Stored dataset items

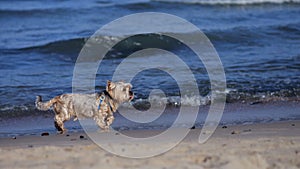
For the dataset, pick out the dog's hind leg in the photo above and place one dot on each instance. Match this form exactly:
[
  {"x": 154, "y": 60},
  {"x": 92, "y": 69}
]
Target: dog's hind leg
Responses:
[
  {"x": 109, "y": 120},
  {"x": 59, "y": 124},
  {"x": 100, "y": 121}
]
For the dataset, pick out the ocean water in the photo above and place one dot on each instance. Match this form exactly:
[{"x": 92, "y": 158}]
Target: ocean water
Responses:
[{"x": 257, "y": 40}]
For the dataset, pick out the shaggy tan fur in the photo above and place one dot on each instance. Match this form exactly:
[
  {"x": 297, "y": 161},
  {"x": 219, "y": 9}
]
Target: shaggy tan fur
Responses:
[{"x": 69, "y": 106}]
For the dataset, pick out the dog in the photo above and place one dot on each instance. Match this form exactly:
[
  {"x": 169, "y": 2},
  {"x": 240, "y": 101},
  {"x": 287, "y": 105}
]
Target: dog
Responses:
[{"x": 99, "y": 106}]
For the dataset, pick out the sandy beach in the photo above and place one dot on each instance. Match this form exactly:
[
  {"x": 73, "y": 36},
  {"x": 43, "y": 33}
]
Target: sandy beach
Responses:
[{"x": 265, "y": 146}]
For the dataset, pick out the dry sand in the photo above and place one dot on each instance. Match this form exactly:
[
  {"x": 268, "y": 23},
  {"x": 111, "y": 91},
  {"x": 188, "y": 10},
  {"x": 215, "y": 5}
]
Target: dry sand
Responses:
[{"x": 274, "y": 145}]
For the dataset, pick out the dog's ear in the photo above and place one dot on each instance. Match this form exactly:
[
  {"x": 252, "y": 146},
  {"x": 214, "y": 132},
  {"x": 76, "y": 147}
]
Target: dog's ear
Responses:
[{"x": 110, "y": 85}]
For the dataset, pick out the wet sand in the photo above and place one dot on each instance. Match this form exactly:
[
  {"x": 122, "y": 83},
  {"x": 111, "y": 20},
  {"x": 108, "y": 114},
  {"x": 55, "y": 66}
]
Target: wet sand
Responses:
[{"x": 273, "y": 145}]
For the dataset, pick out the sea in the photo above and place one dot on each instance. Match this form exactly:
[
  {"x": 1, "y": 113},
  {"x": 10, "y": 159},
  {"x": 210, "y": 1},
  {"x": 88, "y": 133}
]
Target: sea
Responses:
[{"x": 258, "y": 42}]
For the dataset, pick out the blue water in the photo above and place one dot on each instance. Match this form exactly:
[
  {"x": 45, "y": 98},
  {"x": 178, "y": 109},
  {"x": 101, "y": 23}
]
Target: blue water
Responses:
[{"x": 257, "y": 41}]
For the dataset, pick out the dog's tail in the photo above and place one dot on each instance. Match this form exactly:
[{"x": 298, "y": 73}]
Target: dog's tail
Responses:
[{"x": 44, "y": 105}]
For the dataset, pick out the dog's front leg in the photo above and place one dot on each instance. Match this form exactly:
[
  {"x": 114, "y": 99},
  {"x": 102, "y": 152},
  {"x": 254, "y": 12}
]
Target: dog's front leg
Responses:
[{"x": 100, "y": 120}]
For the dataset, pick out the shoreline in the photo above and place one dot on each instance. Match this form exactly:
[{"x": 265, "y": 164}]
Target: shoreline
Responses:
[
  {"x": 267, "y": 145},
  {"x": 234, "y": 114}
]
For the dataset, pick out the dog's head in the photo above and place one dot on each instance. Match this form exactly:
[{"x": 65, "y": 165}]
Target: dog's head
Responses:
[{"x": 120, "y": 91}]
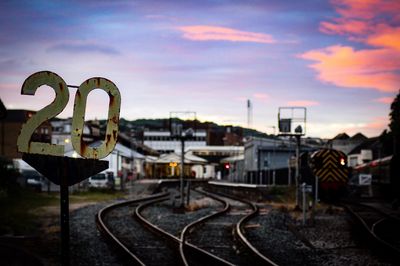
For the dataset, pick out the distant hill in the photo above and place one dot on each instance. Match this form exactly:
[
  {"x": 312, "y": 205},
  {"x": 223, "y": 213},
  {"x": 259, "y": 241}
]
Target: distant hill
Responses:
[{"x": 126, "y": 126}]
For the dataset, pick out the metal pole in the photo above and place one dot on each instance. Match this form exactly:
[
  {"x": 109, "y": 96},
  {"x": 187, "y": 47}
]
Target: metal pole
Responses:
[
  {"x": 303, "y": 189},
  {"x": 297, "y": 169},
  {"x": 188, "y": 193},
  {"x": 64, "y": 223},
  {"x": 316, "y": 190},
  {"x": 182, "y": 167}
]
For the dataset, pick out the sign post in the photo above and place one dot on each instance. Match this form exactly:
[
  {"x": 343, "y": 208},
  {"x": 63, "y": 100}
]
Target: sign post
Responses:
[
  {"x": 49, "y": 159},
  {"x": 292, "y": 122}
]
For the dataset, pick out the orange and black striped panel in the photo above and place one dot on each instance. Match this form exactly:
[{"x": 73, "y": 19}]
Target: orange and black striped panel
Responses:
[{"x": 330, "y": 166}]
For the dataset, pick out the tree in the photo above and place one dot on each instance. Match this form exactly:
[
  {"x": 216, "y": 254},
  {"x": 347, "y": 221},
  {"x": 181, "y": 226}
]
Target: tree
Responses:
[{"x": 394, "y": 124}]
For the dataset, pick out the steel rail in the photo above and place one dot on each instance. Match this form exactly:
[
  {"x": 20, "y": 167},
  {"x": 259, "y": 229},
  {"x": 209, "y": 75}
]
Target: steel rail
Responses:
[
  {"x": 370, "y": 229},
  {"x": 187, "y": 228},
  {"x": 105, "y": 231},
  {"x": 205, "y": 255},
  {"x": 240, "y": 233}
]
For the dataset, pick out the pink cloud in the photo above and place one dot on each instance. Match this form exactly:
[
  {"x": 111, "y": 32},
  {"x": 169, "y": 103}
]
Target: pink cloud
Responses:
[
  {"x": 261, "y": 96},
  {"x": 371, "y": 128},
  {"x": 365, "y": 9},
  {"x": 346, "y": 67},
  {"x": 385, "y": 100},
  {"x": 369, "y": 22},
  {"x": 214, "y": 33},
  {"x": 344, "y": 26},
  {"x": 304, "y": 103}
]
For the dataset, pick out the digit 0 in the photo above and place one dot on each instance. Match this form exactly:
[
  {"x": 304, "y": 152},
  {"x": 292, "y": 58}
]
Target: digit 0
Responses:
[
  {"x": 30, "y": 86},
  {"x": 108, "y": 144}
]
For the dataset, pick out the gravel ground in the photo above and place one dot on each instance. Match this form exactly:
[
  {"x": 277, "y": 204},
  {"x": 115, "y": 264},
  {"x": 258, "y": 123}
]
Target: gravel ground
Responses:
[
  {"x": 164, "y": 216},
  {"x": 328, "y": 242},
  {"x": 276, "y": 233}
]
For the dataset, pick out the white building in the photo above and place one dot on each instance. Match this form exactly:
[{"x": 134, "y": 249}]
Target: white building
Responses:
[{"x": 162, "y": 141}]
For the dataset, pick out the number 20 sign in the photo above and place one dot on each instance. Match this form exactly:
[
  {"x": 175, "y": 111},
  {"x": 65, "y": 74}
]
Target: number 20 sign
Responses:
[{"x": 33, "y": 82}]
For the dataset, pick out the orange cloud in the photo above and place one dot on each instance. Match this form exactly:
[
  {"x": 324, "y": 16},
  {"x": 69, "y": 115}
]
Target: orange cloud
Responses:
[
  {"x": 385, "y": 36},
  {"x": 261, "y": 96},
  {"x": 343, "y": 66},
  {"x": 213, "y": 33},
  {"x": 370, "y": 128},
  {"x": 344, "y": 26},
  {"x": 385, "y": 100},
  {"x": 302, "y": 103},
  {"x": 372, "y": 23},
  {"x": 365, "y": 9}
]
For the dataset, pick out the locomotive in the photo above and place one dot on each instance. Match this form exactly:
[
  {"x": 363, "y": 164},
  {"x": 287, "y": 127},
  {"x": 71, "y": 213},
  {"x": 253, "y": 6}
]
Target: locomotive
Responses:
[
  {"x": 330, "y": 168},
  {"x": 385, "y": 176}
]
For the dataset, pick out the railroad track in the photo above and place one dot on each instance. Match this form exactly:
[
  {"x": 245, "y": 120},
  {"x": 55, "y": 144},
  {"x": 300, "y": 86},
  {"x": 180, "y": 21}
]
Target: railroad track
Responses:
[
  {"x": 135, "y": 245},
  {"x": 382, "y": 227},
  {"x": 176, "y": 244},
  {"x": 220, "y": 232}
]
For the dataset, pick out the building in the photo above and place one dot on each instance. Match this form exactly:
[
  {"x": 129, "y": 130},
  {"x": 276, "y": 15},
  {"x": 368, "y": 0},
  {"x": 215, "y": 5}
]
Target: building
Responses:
[
  {"x": 163, "y": 142},
  {"x": 368, "y": 150},
  {"x": 268, "y": 160},
  {"x": 344, "y": 143}
]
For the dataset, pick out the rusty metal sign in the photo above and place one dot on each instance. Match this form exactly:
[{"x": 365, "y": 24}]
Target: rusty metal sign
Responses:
[
  {"x": 33, "y": 82},
  {"x": 110, "y": 140}
]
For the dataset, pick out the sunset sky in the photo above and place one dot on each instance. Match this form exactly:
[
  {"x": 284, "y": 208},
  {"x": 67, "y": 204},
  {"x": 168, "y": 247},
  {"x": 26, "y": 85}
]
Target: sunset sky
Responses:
[{"x": 339, "y": 58}]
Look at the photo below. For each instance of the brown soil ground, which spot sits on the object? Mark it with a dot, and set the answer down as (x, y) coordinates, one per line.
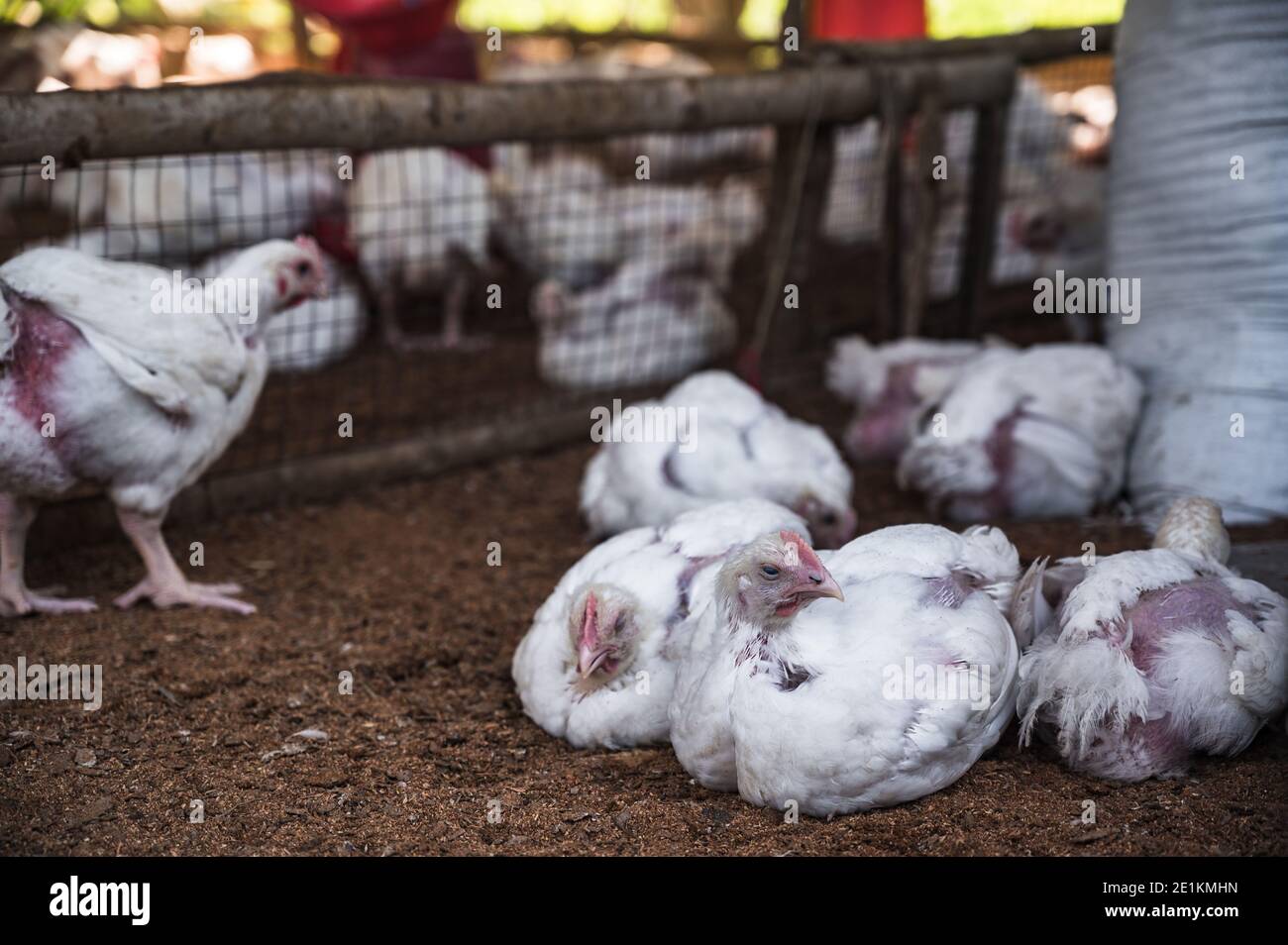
(393, 587)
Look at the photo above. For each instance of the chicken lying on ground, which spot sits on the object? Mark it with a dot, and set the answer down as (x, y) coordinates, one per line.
(649, 322)
(99, 386)
(419, 219)
(597, 665)
(892, 383)
(1021, 434)
(884, 692)
(713, 438)
(1147, 657)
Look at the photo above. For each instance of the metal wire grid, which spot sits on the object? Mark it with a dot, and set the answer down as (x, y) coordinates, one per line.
(568, 270)
(1050, 213)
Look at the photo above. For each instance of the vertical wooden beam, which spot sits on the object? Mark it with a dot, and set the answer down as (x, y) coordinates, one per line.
(894, 121)
(926, 192)
(988, 168)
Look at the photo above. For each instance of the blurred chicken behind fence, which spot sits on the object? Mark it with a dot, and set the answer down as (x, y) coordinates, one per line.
(528, 278)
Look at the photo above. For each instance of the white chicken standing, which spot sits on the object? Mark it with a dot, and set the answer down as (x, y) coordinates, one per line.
(888, 690)
(420, 219)
(1024, 434)
(106, 380)
(649, 322)
(892, 383)
(566, 220)
(1145, 658)
(316, 332)
(597, 664)
(552, 215)
(728, 443)
(180, 207)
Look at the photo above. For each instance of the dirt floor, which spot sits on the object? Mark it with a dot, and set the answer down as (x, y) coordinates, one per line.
(393, 586)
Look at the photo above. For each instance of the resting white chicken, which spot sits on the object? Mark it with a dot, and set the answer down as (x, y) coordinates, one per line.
(316, 332)
(597, 664)
(1034, 433)
(420, 219)
(106, 380)
(1146, 658)
(728, 443)
(892, 383)
(854, 679)
(649, 322)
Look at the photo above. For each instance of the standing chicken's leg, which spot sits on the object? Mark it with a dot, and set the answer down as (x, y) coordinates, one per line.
(165, 584)
(16, 518)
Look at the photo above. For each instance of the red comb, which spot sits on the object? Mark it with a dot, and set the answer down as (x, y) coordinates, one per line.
(803, 549)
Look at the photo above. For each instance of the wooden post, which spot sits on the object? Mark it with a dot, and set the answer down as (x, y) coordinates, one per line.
(988, 158)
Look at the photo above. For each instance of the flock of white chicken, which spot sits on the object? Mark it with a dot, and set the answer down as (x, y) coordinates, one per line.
(631, 274)
(827, 682)
(730, 609)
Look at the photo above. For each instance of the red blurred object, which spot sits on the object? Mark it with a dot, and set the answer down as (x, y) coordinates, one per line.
(868, 20)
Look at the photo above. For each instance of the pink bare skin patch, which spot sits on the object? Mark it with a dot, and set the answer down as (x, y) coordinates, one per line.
(1198, 604)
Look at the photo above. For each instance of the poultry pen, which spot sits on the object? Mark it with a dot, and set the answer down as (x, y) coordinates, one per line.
(537, 193)
(802, 179)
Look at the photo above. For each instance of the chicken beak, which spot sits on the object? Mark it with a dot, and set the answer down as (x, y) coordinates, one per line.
(818, 583)
(590, 654)
(590, 658)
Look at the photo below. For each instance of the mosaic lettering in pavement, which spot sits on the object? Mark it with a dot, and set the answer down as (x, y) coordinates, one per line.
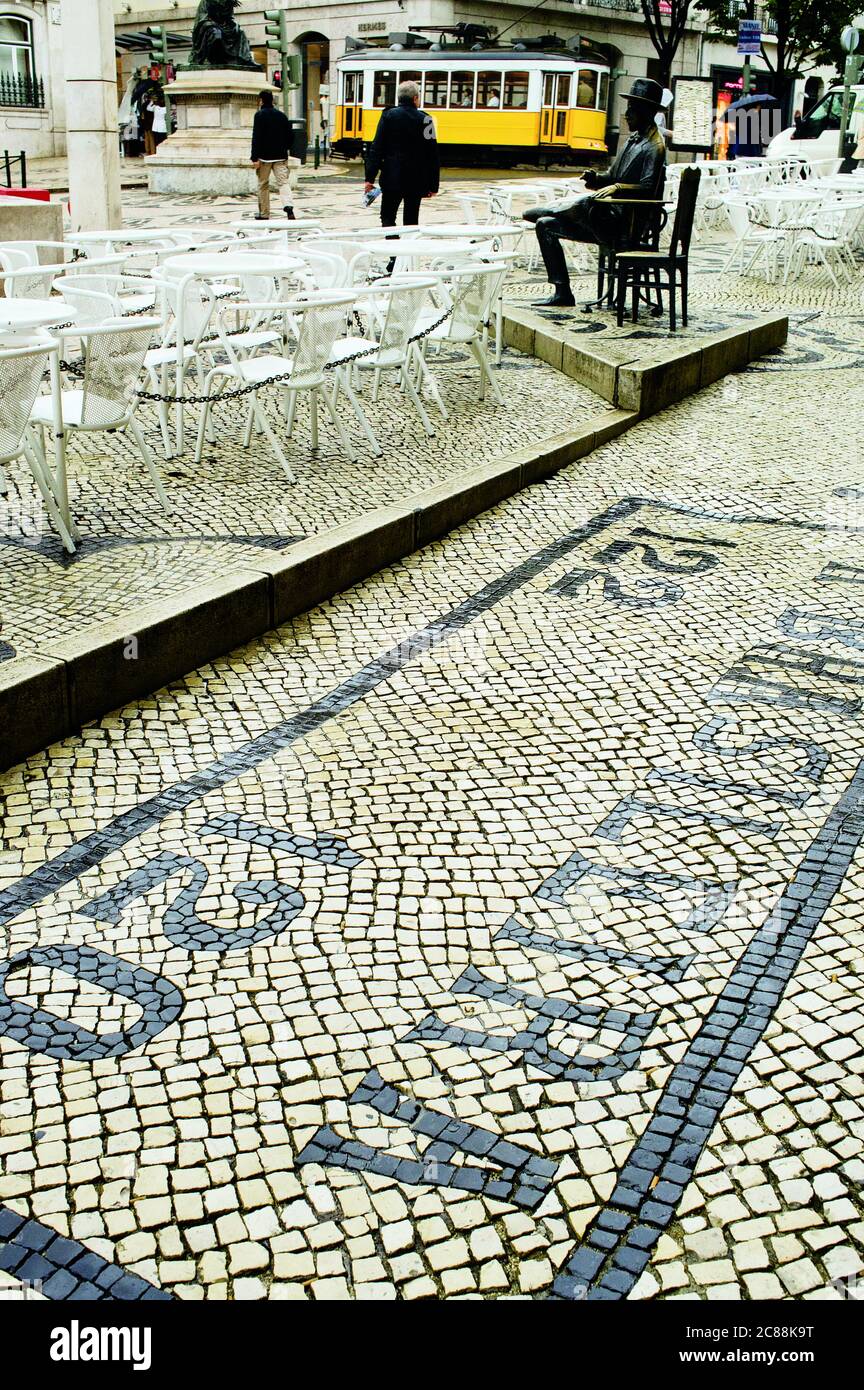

* [WHAT TO DO] The expected answer is every line above in which the word "sign" appears.

* [RESPONSE AREA]
For the dataset, pick out the sign post in the photo above and place one dot on each instance. Match this form exactly:
Target: sign post
For the dataset, pick out the number 20 sign in the photo above and place one dot on each instance. Match this form exactly:
Target: number 20 sign
For the dataset, pick out the rusty metal sign in the photo above and place one dot on each instance. Match this form exactly:
Target: rusty metal sign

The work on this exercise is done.